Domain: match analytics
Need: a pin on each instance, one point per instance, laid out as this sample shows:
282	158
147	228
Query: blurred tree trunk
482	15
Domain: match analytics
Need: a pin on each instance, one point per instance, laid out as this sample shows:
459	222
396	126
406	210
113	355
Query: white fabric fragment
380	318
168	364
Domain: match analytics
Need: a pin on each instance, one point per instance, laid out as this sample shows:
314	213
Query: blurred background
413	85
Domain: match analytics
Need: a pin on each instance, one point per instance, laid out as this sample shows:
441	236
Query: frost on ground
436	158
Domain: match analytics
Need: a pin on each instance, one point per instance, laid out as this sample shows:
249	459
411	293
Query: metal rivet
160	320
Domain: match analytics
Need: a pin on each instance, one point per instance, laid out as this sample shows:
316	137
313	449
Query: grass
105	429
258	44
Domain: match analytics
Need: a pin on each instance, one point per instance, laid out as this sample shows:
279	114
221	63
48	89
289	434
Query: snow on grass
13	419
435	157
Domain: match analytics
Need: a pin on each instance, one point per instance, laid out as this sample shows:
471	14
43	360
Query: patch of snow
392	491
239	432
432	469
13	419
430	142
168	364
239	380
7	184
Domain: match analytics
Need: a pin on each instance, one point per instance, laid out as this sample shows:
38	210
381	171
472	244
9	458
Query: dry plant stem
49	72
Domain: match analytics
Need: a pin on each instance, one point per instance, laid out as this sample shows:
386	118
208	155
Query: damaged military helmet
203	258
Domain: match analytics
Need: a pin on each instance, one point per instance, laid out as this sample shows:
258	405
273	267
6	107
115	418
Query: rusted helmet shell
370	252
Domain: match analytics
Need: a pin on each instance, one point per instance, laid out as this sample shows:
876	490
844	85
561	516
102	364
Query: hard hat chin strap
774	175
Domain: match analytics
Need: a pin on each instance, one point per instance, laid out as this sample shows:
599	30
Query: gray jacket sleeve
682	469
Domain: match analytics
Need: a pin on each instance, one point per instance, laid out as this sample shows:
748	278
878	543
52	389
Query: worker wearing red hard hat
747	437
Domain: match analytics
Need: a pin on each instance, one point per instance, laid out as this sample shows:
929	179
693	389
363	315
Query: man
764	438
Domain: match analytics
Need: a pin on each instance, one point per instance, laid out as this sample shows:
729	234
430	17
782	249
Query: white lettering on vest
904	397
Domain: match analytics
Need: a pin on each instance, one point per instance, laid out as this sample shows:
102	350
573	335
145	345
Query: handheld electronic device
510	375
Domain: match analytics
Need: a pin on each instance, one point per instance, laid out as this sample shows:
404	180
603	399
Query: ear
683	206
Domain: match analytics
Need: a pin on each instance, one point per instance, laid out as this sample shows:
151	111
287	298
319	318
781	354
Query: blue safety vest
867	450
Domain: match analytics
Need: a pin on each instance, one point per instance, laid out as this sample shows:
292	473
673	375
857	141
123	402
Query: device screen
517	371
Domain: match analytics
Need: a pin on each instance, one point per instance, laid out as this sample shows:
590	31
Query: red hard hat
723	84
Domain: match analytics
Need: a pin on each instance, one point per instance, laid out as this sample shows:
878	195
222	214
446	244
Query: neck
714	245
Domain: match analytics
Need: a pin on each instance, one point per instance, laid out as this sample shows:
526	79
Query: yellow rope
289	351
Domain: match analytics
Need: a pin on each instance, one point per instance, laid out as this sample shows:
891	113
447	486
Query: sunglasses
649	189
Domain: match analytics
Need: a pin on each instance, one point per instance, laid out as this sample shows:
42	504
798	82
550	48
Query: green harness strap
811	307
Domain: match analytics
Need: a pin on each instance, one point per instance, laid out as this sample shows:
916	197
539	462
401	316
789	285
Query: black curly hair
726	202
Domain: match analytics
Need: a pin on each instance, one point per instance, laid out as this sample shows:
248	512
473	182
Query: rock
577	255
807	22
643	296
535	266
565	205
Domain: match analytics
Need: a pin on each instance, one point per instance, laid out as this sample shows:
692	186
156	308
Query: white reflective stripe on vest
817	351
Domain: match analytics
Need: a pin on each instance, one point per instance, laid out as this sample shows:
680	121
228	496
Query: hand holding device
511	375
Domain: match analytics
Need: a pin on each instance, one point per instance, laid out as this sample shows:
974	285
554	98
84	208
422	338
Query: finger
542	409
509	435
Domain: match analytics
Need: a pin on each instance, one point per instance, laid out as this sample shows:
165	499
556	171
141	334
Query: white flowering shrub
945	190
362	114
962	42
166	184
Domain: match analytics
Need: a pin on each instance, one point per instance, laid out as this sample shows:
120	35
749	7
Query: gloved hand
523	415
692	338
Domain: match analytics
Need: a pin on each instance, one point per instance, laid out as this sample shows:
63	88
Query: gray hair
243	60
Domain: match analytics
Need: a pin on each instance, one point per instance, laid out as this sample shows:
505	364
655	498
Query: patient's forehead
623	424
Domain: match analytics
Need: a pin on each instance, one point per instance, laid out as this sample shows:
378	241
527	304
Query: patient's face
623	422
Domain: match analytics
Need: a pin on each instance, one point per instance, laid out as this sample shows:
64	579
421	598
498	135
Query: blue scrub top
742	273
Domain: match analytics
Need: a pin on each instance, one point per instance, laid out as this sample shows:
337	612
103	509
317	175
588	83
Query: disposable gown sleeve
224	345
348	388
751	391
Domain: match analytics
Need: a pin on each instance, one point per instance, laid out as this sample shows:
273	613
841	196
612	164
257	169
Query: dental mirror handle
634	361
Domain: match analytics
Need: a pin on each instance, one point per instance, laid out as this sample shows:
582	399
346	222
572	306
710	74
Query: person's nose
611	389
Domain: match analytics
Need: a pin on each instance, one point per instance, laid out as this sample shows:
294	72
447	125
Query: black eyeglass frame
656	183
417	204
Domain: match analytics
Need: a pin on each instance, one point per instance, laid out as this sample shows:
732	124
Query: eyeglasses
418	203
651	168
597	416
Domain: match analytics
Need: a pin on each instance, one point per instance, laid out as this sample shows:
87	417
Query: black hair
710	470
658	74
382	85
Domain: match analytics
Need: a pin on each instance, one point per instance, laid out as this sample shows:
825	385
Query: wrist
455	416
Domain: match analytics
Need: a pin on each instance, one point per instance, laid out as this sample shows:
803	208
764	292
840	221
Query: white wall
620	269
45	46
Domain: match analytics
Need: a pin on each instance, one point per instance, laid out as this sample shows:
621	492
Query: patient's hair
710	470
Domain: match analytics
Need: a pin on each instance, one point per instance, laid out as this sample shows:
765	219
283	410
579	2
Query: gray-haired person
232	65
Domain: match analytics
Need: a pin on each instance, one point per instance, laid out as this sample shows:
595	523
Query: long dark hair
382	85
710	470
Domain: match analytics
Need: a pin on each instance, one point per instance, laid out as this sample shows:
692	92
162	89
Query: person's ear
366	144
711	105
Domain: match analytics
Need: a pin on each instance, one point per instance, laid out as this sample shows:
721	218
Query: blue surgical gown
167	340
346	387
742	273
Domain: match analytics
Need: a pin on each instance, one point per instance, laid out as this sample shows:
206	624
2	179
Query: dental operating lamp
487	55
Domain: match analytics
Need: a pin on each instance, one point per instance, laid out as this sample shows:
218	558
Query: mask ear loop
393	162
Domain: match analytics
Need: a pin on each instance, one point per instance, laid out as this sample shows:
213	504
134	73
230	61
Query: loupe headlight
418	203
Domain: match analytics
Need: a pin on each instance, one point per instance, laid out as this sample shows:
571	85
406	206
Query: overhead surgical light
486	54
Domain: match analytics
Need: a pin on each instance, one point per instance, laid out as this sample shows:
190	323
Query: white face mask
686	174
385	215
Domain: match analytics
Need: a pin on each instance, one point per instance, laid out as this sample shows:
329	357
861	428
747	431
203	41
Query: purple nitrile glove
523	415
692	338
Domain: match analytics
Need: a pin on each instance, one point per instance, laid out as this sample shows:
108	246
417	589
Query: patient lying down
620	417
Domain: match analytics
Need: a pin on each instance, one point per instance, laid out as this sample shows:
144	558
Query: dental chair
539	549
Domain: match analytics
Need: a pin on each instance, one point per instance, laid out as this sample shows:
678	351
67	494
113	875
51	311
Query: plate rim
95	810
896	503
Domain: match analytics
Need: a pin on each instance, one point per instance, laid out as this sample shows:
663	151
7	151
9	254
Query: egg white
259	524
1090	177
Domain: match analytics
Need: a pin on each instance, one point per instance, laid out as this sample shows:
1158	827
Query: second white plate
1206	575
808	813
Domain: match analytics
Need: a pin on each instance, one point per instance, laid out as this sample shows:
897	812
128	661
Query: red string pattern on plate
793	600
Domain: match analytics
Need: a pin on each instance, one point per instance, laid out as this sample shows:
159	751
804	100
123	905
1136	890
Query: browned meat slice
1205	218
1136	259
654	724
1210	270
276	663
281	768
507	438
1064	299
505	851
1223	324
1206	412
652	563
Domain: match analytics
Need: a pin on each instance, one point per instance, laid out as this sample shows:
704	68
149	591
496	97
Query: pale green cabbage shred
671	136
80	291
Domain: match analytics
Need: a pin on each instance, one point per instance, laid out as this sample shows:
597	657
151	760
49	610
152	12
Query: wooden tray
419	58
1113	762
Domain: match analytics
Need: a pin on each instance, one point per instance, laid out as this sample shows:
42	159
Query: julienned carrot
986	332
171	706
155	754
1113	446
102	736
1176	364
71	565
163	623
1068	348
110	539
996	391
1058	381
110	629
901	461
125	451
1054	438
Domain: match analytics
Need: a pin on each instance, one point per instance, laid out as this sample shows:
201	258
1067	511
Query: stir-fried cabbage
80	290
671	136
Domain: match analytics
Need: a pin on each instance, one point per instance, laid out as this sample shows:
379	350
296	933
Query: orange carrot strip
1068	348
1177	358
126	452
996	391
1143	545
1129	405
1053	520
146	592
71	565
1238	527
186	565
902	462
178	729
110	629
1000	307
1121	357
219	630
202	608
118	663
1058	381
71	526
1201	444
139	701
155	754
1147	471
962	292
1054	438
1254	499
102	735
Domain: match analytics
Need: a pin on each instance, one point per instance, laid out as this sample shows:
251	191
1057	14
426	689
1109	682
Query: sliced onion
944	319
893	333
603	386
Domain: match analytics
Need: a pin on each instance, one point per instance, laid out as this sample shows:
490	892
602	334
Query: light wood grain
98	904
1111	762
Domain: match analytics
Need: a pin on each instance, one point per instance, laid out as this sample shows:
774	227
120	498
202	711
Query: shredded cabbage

_REQUIRED WORK:_
Identify every line in the data above that contains the word "plate", and copy each one out in full.

_WORKED SOLUTION:_
Query: plate rim
Query: second white plate
Query: red string pattern on plate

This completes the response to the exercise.